··· Excerpted data
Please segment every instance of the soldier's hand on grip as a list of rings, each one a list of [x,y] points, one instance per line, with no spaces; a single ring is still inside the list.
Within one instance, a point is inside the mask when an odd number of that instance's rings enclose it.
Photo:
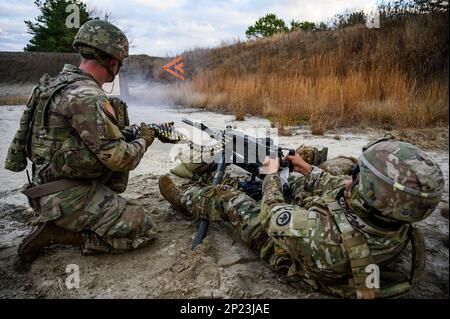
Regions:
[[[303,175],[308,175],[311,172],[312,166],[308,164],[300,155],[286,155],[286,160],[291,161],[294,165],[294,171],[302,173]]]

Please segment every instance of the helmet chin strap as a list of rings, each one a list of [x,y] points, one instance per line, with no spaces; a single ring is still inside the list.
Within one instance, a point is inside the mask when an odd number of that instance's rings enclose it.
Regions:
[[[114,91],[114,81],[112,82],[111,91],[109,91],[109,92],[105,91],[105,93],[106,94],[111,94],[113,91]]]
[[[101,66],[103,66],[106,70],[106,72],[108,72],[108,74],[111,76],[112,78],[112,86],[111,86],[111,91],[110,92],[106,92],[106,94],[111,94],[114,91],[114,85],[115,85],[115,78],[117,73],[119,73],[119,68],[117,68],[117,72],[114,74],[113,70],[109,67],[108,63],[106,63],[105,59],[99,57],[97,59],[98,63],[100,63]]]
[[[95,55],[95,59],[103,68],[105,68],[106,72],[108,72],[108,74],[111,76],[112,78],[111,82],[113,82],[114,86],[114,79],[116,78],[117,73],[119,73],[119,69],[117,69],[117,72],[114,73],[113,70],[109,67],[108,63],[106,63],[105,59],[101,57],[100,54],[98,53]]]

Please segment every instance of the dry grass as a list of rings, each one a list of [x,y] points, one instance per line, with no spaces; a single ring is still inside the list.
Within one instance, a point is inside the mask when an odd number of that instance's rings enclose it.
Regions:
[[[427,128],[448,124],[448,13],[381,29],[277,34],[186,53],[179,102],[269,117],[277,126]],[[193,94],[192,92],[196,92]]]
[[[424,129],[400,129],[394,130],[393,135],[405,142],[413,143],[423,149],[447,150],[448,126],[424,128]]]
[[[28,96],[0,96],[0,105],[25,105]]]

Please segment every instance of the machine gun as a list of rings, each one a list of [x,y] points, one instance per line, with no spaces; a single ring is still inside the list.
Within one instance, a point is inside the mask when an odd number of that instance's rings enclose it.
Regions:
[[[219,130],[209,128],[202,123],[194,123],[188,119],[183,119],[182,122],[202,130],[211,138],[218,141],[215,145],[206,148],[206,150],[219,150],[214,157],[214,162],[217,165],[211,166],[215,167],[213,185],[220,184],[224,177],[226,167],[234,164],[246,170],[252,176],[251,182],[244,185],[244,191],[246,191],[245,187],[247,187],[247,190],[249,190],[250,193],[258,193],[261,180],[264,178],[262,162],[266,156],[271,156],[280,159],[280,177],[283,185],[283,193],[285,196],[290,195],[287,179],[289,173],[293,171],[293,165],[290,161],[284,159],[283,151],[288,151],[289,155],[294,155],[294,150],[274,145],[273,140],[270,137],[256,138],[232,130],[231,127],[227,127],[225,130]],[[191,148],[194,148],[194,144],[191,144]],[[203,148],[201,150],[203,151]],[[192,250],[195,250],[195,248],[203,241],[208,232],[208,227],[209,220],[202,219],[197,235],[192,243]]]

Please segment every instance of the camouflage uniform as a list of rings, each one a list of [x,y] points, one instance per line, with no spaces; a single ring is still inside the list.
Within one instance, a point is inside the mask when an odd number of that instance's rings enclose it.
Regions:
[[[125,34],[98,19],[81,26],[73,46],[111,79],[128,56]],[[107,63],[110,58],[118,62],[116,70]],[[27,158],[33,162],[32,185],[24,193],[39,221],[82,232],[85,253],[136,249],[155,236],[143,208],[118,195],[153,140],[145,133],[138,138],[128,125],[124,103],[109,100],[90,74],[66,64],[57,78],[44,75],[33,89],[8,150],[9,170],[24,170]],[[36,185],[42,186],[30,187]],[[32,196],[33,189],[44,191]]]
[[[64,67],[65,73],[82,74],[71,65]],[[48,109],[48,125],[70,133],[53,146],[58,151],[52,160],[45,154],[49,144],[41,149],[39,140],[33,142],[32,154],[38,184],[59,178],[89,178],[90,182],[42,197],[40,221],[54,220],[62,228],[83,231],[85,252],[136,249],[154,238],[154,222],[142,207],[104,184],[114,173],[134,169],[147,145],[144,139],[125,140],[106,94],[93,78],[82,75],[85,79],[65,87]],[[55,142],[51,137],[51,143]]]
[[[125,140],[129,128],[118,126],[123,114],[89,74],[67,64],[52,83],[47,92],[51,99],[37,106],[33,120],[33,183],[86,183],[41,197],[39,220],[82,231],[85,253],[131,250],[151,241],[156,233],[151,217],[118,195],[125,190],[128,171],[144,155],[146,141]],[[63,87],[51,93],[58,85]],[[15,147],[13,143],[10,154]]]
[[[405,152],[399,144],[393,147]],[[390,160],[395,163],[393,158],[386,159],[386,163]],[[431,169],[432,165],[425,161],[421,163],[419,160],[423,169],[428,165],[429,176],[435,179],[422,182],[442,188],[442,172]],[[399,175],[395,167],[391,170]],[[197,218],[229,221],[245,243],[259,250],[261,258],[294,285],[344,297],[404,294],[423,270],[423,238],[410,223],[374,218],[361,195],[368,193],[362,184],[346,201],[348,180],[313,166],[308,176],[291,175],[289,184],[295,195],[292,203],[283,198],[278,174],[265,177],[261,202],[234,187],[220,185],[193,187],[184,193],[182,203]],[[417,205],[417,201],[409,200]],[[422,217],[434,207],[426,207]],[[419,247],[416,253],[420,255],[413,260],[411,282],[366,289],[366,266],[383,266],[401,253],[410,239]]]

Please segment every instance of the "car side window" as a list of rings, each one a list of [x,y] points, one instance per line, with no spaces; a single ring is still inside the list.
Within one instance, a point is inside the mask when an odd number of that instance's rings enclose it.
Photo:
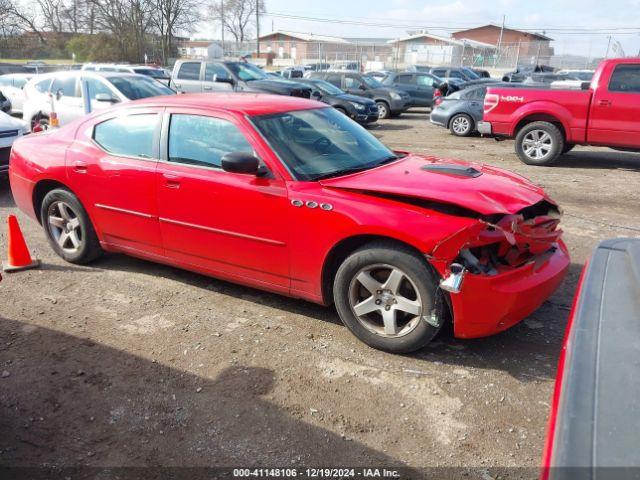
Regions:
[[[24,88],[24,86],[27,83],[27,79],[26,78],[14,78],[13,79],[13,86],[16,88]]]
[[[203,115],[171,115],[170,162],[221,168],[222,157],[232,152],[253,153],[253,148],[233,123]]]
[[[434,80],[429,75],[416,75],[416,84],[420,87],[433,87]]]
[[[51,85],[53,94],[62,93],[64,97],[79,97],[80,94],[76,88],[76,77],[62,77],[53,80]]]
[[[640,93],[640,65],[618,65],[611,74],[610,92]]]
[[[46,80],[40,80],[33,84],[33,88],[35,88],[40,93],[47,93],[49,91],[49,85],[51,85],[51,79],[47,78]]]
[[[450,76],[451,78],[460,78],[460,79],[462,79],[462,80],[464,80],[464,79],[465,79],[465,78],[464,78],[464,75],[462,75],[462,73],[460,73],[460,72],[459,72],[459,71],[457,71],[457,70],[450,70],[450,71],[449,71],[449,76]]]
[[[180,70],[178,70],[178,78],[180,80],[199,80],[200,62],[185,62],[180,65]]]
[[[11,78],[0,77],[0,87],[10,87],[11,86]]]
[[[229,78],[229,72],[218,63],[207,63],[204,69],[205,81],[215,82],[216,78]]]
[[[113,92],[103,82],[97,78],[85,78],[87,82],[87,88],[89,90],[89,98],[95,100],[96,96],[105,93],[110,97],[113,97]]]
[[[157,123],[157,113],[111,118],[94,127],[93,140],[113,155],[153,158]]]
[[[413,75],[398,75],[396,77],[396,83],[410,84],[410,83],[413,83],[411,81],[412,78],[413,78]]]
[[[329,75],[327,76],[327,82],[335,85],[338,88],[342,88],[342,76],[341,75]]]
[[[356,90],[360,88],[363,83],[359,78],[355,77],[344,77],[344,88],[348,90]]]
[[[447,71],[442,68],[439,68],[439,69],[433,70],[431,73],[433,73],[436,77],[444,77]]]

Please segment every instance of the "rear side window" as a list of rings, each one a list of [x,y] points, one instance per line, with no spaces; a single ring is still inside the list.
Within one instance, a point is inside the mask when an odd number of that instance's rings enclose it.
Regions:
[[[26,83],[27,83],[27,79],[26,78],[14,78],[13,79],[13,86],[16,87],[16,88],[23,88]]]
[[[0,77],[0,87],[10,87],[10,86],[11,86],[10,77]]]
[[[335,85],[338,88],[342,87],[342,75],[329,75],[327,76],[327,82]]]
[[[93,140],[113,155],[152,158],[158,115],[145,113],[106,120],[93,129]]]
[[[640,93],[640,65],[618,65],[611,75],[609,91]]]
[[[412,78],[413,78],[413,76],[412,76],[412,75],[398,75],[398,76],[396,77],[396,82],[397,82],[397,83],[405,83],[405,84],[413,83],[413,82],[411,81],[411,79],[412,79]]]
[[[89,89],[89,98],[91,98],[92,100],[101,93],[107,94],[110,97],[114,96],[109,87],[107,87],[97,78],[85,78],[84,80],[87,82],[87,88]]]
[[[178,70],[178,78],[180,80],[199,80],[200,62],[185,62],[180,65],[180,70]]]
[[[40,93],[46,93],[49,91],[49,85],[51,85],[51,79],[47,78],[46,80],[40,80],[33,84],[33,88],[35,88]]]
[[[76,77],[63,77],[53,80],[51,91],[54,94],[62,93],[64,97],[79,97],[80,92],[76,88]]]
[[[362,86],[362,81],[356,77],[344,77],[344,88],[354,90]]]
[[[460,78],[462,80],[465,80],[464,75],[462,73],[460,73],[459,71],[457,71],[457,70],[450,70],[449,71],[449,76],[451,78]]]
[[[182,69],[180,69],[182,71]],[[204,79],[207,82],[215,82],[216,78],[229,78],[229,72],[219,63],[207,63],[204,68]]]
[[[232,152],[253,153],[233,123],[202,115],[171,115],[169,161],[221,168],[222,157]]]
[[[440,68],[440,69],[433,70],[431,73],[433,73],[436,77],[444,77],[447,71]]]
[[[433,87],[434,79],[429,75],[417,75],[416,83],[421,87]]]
······
> _What you are asked to do_
Give nothing except how many lines of the records include "window".

> _Written response_
2